• [The problem]
Update the passage of the vitamin A article starting with "Maintains vision –" and going on through "the cycle ends.", writing it out again with "nerve impulses" replaced by "electrical impulses".

• [Extracted text]
◆ ◆ ◆

The Roles of Vitamin A in the Body: Maintaining Our Vision

By February 18, 2014Nutrient Profiles

EyeVitamin A is the name of a group of fat-soluble antioxidant compounds. Two forms of the vitamin are available in the human diet: Retinoids, which are found in animal products and can be directly used by the body, and carotenoids (of which beta-carotene is the most important), which are found in plant foods and need to be converted into retinol by the body after the food is ingested.

What Vitamin A Does for Us

Maintains vision – Vitamin A is best-known for boosting our eyesight, and for good reason. When light hits the retina (the light-sensitive membrane covering the back wall of the eyeball), retinol is converted to retinal, which is then transported to rod cells. In these cells, retinal binds to a protein called opsin, altering its shape and generating nerve impulses. These nerve impulses then send signals to the brain regarding the objects in our visual field. Finally, retinal is converted back to retinol, and the cycle ends.

Without vitamin A-sourced retinal, our bodies wouldn’t be able to continue this cycle and our eyesight would rapidly degenerate. In fact, one of the earliest symptoms of a vitamin A deficiency is night blindness, or an ability to see in low light conditions. Therefore, the time-honored statement about carrots helping us see in the dark is actually true: Being rich in vitamin A (beta-carotene), carrots supply our bodies with the retinol needed to maintain our vision.

Antioxidant properties – Like vitamin C and vitamin E, vitamin A is an antioxidant that guards us from the cell-damaging effects of free radicals (rogue atoms or atomic groups). Consequently, a large number of degenerative diseases linked to unchecked free radical activity, such as cancer, arthritis, and macular degeneration, can be prevented or even treated with these important antioxidants.

Supports the immune system – The retinol form of vitamin A helps maintain the function of the cells that comprise our body’s first barrier against infection: The skin and lining that covers the digestive, respiratory, and urinary tracts. Additionally, our bodies also need vitamin A for the formation and activation of white blood cells, which are the cells of the immune system that are involved in defending our bodies from infectious diseases and foreign materials. For this reason, a body lacking in vitamin A will suffer from a compromised immune system, resulting in chronic infections.

Aids gene transcription – Our genes contain the code for vital proteins our bodies need to maintain its countless day-to-day functions. However, when these proteins are needed, the genetic code first needs to be transcribed – an action that our bodies heavily regulate. Studies have shown, however, that the retinoic acid form of vitamin A helps to regulate this rate of gene transcription, meaning that vitamin A helps maintain the entire daily functioning of our body.

Recommended Daily Intake

The recommended daily intake (RDI) of vitamin A is 900 micrograms in adult men and 700 micrograms in adult women. Dietary sources of vitamin A are far superior to supplemental sources, and meeting our RDI of vitamin A through diet isn’t difficult. In fact, vitamin A deficiencies in the developed world are rare.

Foods that are rich in retinoids include fish, fish oil, eggs, raw milk, and meat. Foods that are rich in carotenoids include sweet potato, pumpkin, spinach, kale, carrots, and squash.

◆ ◆ ◆

(Dataset entries)

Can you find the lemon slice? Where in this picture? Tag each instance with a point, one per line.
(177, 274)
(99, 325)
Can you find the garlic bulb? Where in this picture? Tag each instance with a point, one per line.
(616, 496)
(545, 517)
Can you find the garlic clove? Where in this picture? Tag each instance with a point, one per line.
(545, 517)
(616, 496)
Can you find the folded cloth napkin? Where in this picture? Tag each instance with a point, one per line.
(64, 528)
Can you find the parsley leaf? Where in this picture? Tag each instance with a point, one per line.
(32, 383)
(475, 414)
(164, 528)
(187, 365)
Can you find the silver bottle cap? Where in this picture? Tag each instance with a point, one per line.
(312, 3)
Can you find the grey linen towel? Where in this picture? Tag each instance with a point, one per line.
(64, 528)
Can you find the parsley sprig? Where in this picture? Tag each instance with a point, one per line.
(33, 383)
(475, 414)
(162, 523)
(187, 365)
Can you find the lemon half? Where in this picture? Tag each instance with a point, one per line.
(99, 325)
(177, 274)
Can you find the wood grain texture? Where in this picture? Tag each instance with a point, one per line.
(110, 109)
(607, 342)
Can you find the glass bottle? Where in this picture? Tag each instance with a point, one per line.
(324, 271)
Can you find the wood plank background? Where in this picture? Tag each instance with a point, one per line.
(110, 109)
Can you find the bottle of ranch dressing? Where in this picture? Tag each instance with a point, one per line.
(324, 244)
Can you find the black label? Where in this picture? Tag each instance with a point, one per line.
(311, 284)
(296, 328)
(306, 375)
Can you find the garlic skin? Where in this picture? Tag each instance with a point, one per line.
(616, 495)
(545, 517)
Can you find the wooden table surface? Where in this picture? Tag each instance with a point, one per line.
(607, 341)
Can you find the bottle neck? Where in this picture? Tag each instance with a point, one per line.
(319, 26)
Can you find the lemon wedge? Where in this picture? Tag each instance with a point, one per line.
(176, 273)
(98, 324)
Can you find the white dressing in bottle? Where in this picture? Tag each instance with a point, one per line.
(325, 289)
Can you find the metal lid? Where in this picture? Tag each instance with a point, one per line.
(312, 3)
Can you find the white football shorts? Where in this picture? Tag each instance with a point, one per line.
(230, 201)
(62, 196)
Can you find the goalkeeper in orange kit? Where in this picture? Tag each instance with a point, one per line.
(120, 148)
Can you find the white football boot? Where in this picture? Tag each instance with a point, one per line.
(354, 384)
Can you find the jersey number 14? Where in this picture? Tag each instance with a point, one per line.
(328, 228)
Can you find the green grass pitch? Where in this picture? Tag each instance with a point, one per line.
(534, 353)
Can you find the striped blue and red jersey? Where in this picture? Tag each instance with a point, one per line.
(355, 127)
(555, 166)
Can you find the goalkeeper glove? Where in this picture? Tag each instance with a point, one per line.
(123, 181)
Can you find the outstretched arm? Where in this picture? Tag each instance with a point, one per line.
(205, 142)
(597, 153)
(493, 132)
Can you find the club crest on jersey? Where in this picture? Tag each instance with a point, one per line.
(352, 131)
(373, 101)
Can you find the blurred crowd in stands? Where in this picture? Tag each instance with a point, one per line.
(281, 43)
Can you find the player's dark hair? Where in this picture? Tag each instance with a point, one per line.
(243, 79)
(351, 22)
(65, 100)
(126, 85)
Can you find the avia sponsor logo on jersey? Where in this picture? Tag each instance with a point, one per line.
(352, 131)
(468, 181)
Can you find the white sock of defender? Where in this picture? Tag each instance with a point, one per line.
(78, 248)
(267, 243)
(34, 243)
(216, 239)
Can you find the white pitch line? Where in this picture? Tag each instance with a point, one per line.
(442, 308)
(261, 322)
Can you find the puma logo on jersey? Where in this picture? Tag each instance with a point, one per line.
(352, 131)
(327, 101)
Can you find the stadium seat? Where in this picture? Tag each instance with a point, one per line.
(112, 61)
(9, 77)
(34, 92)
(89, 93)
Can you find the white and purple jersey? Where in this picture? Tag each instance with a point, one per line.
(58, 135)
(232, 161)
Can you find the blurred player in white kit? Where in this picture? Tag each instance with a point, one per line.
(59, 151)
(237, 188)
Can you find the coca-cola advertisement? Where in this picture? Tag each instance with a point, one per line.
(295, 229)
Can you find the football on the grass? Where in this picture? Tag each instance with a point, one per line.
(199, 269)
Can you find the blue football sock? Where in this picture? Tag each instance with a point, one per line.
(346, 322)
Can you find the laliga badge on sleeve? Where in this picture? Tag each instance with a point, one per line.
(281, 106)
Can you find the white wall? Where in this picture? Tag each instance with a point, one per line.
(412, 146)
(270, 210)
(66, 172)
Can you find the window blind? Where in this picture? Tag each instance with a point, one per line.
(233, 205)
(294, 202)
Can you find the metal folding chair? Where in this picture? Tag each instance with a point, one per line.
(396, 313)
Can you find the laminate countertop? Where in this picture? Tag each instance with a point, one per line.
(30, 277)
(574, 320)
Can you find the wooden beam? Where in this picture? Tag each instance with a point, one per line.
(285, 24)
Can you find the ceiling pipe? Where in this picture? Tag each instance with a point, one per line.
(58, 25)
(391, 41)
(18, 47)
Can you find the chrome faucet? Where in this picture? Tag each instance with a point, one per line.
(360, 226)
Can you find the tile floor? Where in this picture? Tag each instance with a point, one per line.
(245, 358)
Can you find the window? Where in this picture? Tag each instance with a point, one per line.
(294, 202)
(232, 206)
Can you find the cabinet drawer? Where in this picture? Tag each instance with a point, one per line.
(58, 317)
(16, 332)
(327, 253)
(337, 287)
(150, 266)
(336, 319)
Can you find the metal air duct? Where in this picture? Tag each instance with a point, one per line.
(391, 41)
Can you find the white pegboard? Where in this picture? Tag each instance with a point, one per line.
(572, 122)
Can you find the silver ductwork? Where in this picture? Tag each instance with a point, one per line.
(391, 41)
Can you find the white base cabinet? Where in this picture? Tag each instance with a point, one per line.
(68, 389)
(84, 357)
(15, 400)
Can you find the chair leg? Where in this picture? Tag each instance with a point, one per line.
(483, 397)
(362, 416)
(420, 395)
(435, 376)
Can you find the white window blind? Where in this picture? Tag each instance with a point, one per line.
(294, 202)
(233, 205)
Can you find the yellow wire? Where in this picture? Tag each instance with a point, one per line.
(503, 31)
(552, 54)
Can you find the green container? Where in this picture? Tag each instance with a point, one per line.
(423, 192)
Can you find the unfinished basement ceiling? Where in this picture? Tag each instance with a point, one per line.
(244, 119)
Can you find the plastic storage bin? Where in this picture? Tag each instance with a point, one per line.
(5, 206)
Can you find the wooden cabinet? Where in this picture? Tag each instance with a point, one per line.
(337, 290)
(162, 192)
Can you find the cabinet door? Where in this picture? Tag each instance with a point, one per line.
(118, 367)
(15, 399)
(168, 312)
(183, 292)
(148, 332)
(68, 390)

◆ ◆ ◆

• [Task solution]
Maintains vision – Vitamin A is best-known for boosting our eyesight, and for good reason. When light hits the retina (the light-sensitive membrane covering the back wall of the eyeball), retinol is converted to retinal, which is then transported to rod cells. In these cells, retinal binds to a protein called opsin, altering its shape and generating electrical impulses. These electrical impulses then send signals to the brain regarding the objects in our visual field. Finally, retinal is converted back to retinol, and the cycle ends.